EXERCISE GOAL :: In the entries below, find the line with "white sailboat, written" and print exactly every line from there up to and including the line with "sailboat hull, written", with no other lines.

Saved entries:
- - - - - - -

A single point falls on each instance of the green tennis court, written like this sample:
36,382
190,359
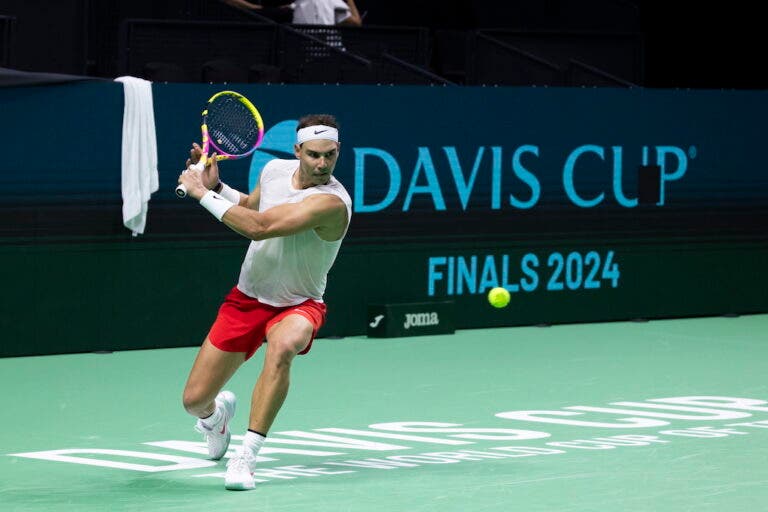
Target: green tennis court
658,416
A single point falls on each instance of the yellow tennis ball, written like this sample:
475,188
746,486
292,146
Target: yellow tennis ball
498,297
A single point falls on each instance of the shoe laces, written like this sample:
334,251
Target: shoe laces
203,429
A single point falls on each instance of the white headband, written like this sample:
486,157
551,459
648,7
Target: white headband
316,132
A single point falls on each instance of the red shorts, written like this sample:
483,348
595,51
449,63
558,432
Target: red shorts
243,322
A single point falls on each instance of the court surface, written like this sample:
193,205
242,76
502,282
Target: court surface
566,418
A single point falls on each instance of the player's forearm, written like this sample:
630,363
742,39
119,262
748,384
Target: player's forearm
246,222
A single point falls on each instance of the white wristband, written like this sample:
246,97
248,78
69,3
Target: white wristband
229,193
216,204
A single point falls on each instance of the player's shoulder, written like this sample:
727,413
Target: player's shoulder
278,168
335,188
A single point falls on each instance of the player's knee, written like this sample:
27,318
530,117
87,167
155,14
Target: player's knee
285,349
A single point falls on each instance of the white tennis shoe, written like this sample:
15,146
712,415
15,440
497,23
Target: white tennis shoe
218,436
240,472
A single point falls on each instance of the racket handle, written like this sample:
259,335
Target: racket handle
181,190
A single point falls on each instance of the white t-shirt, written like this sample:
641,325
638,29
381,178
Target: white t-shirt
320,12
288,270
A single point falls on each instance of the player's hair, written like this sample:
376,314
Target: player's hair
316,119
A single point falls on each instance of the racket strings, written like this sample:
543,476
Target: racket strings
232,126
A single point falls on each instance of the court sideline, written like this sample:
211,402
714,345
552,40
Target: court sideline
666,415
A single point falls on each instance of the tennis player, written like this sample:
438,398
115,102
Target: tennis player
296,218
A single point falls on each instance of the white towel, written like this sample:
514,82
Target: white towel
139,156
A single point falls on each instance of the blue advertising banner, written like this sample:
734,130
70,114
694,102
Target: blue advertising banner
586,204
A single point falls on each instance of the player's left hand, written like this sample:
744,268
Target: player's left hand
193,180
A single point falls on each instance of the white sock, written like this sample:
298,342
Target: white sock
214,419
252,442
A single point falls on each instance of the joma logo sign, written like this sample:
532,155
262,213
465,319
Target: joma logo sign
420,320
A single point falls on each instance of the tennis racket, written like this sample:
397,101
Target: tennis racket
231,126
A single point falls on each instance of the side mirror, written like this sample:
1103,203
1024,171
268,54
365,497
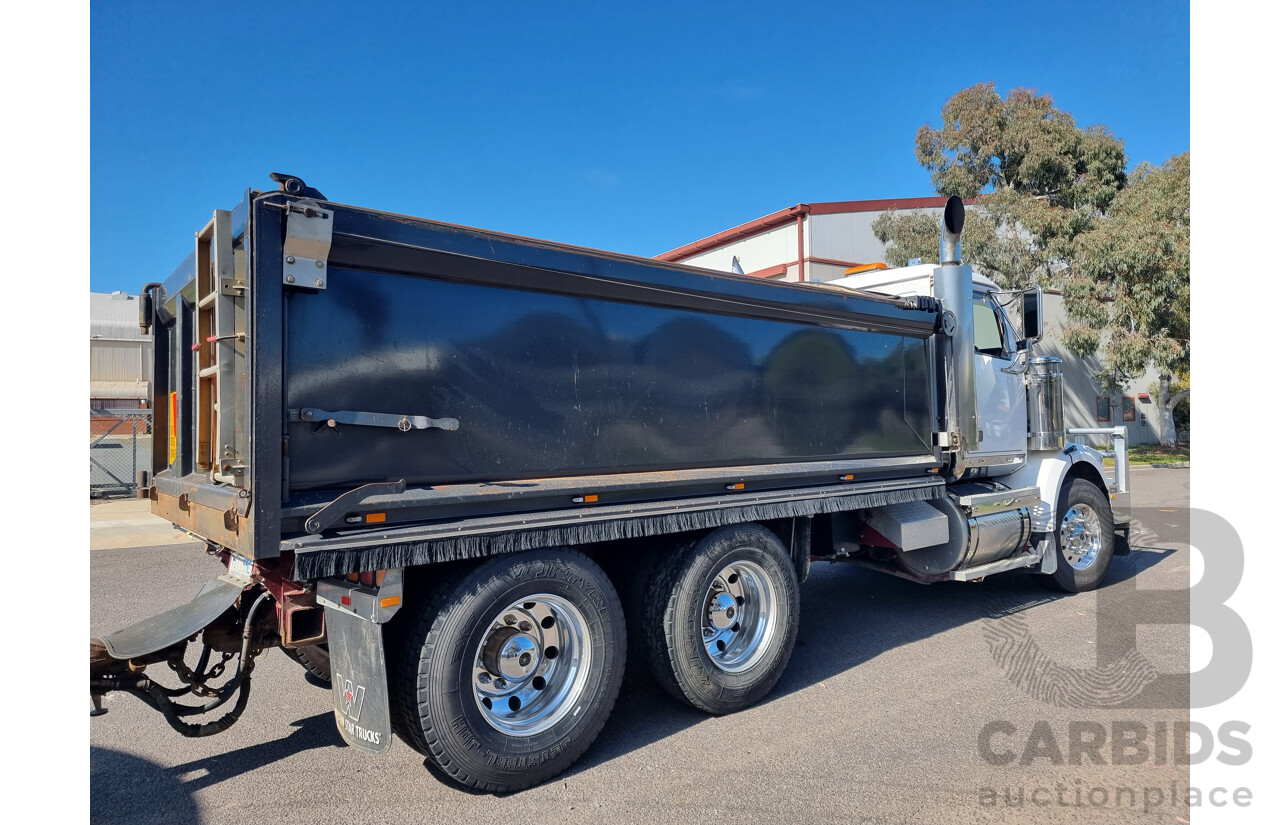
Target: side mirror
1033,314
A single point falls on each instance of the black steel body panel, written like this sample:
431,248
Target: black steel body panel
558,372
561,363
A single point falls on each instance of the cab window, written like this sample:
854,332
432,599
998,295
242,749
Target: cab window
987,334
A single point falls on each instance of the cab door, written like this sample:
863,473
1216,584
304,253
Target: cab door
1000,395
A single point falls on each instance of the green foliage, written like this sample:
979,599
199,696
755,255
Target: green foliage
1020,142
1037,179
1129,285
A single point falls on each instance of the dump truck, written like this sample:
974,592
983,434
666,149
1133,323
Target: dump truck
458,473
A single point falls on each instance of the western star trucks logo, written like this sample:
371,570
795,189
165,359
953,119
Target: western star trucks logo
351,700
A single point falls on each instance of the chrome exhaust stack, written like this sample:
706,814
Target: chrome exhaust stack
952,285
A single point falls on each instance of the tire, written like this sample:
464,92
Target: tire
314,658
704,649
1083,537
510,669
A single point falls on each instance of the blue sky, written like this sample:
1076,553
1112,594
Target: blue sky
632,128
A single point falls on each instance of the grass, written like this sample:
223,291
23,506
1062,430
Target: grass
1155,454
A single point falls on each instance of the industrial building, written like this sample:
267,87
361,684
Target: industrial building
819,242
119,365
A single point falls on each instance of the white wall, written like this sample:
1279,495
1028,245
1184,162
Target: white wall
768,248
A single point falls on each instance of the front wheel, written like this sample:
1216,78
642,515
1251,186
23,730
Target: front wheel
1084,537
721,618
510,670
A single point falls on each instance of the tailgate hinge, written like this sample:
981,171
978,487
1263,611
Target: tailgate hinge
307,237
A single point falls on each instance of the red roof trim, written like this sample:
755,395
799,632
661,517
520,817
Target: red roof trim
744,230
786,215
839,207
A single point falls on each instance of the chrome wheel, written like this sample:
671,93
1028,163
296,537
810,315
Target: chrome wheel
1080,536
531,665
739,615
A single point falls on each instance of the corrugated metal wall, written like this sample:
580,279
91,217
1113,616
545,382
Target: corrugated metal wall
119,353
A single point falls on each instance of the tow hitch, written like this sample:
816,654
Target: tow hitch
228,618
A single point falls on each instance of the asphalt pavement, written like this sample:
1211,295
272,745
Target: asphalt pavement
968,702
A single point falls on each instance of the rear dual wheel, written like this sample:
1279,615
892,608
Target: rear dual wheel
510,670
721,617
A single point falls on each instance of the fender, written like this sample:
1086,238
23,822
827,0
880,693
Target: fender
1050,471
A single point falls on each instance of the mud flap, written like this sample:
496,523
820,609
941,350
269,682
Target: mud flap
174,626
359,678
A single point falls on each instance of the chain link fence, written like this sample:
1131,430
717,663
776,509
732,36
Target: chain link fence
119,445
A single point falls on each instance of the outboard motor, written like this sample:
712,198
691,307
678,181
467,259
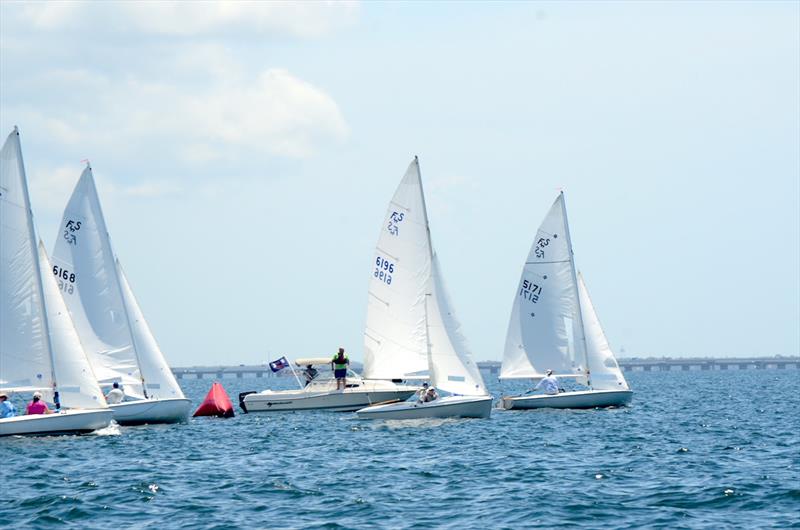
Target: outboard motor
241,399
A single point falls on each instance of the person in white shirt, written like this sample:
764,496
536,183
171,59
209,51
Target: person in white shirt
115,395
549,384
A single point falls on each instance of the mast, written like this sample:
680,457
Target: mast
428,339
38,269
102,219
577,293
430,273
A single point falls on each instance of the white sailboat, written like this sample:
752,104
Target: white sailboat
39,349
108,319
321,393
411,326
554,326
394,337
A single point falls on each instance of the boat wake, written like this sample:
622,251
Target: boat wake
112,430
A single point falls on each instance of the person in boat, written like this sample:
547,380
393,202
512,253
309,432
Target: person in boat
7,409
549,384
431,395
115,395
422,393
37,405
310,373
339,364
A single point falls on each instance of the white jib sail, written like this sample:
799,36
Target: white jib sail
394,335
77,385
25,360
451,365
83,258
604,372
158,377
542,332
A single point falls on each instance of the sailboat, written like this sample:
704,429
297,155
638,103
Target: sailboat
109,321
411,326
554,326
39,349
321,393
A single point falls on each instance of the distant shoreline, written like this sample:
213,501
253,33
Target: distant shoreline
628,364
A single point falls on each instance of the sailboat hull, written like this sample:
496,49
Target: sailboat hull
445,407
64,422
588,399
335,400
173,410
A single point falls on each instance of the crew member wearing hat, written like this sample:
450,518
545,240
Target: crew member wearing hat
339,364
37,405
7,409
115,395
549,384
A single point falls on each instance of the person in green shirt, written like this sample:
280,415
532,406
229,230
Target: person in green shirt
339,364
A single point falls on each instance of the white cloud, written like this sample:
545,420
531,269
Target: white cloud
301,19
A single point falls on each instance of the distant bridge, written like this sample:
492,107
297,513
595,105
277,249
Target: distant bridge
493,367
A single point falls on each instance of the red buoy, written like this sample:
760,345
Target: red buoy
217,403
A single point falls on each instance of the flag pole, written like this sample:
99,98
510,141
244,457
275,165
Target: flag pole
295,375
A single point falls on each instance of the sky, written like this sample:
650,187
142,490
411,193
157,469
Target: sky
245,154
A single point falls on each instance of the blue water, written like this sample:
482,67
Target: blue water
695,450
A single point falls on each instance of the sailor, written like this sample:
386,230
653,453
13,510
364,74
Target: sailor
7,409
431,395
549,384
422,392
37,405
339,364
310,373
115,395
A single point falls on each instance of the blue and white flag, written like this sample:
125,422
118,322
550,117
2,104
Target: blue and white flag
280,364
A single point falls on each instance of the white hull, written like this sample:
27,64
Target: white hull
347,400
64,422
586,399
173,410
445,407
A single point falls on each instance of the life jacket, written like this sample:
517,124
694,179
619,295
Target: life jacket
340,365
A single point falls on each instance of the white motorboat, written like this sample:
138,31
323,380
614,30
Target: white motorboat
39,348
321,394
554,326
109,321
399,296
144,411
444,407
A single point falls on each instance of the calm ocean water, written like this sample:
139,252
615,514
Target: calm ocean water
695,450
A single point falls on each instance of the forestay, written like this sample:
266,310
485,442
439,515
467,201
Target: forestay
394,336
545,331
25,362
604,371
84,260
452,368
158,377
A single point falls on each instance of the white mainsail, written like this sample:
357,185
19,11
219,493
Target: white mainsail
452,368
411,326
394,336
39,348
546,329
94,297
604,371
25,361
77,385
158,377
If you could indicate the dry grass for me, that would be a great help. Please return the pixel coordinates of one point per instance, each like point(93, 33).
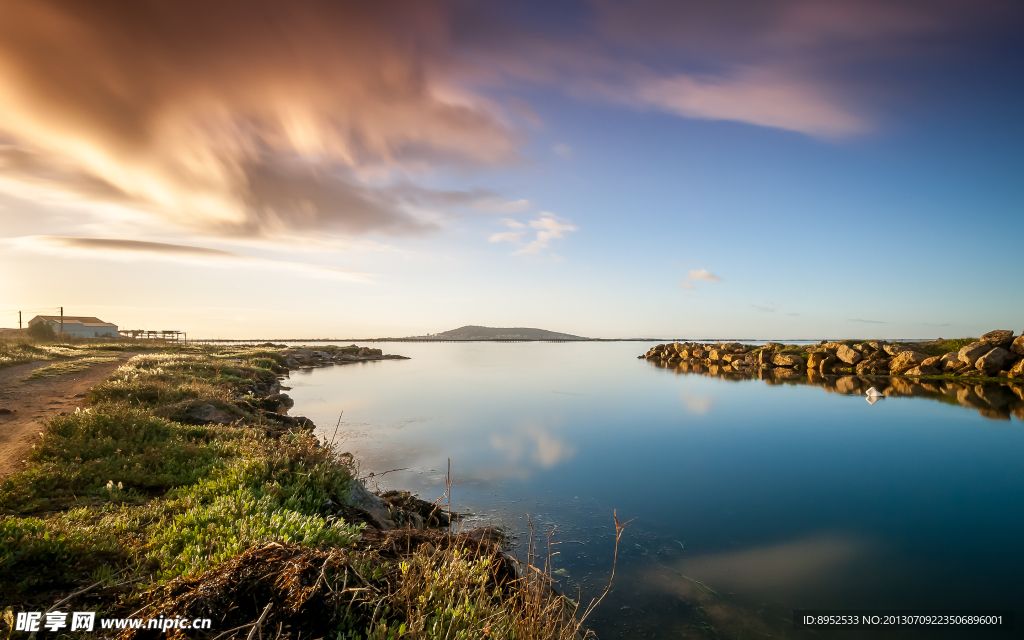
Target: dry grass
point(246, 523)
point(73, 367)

- - - - - - -

WRITTEN REPLY ::
A single point falls on each instance of the white sailboat, written like this sample:
752,104
Target: white sailboat
39,349
108,319
321,393
411,326
554,326
394,337
A single point falls on each instance of the boat wake, written like this sample:
622,251
Target: boat wake
112,430
A single point falls on each instance of the person in boat, written like this sample:
547,380
393,202
512,253
309,432
Target: person in boat
7,409
549,384
431,395
115,395
422,393
37,405
310,373
339,364
A single point falls on each instance of the white jib sail, written like this sample:
799,36
Target: white jib sail
394,335
77,385
25,360
451,365
83,258
604,372
158,377
542,332
A single point falls on each instance of the sailboat, written like this sample:
704,429
297,155
638,103
Target: sailboat
109,321
411,326
554,326
39,349
321,393
A single point falls on each instance of the distant shoreline, written like this sample:
213,501
253,33
Target: distant shoreline
628,364
A single point falls on each instance of the sailboat hull, written like this sample:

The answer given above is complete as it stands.